# WHAT THE TASK ASKS:
Copy the whole listing verbatim.

# GIVEN INFORMATION:
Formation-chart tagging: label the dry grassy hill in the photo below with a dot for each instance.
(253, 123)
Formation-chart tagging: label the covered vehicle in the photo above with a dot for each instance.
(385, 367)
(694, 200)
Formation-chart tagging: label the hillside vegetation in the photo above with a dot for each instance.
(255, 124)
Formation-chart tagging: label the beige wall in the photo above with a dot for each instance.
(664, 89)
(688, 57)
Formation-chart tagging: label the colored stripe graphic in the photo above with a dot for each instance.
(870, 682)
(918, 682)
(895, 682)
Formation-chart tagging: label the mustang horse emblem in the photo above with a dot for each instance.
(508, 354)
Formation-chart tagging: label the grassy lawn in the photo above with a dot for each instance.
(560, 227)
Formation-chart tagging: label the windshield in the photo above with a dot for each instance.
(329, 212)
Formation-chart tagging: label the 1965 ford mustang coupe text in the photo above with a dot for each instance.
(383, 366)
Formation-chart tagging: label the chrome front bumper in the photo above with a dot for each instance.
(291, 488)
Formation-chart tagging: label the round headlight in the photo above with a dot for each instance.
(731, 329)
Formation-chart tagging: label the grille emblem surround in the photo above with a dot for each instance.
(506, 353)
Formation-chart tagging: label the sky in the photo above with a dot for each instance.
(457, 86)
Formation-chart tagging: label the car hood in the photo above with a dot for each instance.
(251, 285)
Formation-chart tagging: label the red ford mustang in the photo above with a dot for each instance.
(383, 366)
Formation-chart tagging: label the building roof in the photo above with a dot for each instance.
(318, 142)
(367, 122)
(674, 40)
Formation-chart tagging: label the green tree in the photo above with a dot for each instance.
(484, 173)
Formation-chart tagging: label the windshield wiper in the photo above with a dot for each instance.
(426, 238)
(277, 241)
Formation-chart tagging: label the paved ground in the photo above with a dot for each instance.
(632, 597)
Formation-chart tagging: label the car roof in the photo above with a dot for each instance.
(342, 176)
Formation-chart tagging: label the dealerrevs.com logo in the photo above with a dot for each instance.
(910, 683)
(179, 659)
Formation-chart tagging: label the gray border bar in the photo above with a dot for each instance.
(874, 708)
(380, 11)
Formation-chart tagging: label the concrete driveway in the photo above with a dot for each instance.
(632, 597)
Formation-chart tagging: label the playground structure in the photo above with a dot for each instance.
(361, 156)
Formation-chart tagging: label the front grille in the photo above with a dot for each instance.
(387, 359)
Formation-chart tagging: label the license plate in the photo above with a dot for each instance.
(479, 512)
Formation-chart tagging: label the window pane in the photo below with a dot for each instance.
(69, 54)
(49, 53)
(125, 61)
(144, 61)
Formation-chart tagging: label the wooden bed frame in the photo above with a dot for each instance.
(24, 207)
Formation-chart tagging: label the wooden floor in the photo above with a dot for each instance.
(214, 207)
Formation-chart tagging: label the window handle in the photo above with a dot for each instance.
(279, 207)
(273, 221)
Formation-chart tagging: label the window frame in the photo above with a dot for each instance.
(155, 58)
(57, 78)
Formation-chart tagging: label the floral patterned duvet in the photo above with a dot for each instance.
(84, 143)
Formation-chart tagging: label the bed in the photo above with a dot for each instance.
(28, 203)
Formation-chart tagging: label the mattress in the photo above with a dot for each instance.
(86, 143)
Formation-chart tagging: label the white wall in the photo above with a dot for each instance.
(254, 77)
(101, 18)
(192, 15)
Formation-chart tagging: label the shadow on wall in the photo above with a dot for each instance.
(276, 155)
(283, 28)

# EXERCISE RESPONSE:
Formation-chart tagging: label the dry grassy hill in the photo below with a dot for each instance.
(253, 123)
Formation-chart tagging: label the covered vehicle in the photo above with a dot for each instance.
(385, 367)
(694, 200)
Formation-chart tagging: label the hillside vegetation in the photo above with a dot for each instance.
(255, 124)
Formation-chart tagging: label the beige wall in the photo above with a dot for each instance.
(664, 89)
(688, 57)
Formation-chart tagging: label the colored stripe graphic in the photo above with a dot for each instance.
(870, 682)
(918, 682)
(895, 682)
Formation-chart tagging: label the mustang horse emblem in the photo above with a dot for each instance.
(508, 354)
Formation-chart tagging: label the grassy lawn in the photo above with a dot for each instance.
(560, 227)
Formation-chart tagging: label the windshield in the photo above with a dot for each instance.
(329, 212)
Formation-chart tagging: label the 1965 ford mustang coupe text in the photo above with a dot for each instance.
(383, 366)
Formation-chart tagging: label the chrome front bumper in the photo above with a dot for each instance.
(291, 488)
Formation-chart tagging: label the round headlight in the photo above with a dot for each instance.
(731, 329)
Formation-chart tagging: label the grille emblem surround in the photo above with a dot for each instance.
(506, 353)
Formation-chart tagging: label the sky in the photo above with a dot for each instance.
(457, 86)
Formation-chart tagging: label the car hood in the photo above with a dot for each instance.
(251, 285)
Formation-chart tagging: label the red ford mustang in the photo above with a dot for each instance.
(383, 366)
Formation-chart tagging: label the building roof in the photo above with a dot for each instance.
(318, 142)
(367, 122)
(674, 40)
Formation-chart tagging: label the green tree in the photo above with a dot for each instance.
(484, 173)
Formation-chart tagging: label the windshield wiper in the photo above with a dot for each instance.
(426, 238)
(277, 241)
Formation-chart tagging: label the paved ground in the photo above with a dot for each instance.
(632, 597)
Formation-chart tagging: label the car roof in the photo above with a dot for each instance.
(342, 176)
Formation-chart tagging: label the dealerrevs.com logo in the photo above with a dot for each instance.
(910, 683)
(179, 659)
Formation-chart tagging: label the gray border bar in the photo above with a dot for each instance.
(874, 708)
(380, 11)
Formation-chart tagging: label the concrete driveway in the photo above with a dot for each instance.
(632, 597)
Formation-chart tagging: label the playground structure in the photo above with a dot for each instance.
(361, 156)
Formation-chart tagging: label the front grille in the photo above with a dot for each instance.
(387, 359)
Formation-chart tagging: label the license plate in the photo above with a dot for each instance.
(479, 512)
Formation-chart tagging: label the window pane in the photo below with a dot for each instance.
(69, 54)
(49, 53)
(125, 61)
(144, 61)
Formation-chart tagging: label the wooden bed frame in the photo above with a dot for each instance.
(24, 207)
Formation-chart tagging: label the wooden floor in the photo above with a dot for each instance.
(214, 207)
Formation-chart tagging: label the window handle in the photo above with a dot for each instance.
(279, 207)
(273, 221)
Formation-chart tagging: label the window frame in the photo above with a dot for each instance.
(155, 58)
(57, 78)
Formation-chart tagging: label the floral patterned duvet in the photo above with a dot for each instance.
(84, 143)
Formation-chart tagging: label the bed in the photo above with a dot for each instance.
(28, 203)
Formation-chart tagging: label the mattress in the photo above with a dot for each instance.
(86, 143)
Formation-chart tagging: label the white wall in the photo above with a dot for each instance.
(254, 77)
(101, 18)
(192, 15)
Formation-chart tagging: label the shadow on wall in the photo above with a dot for each instance.
(276, 155)
(283, 28)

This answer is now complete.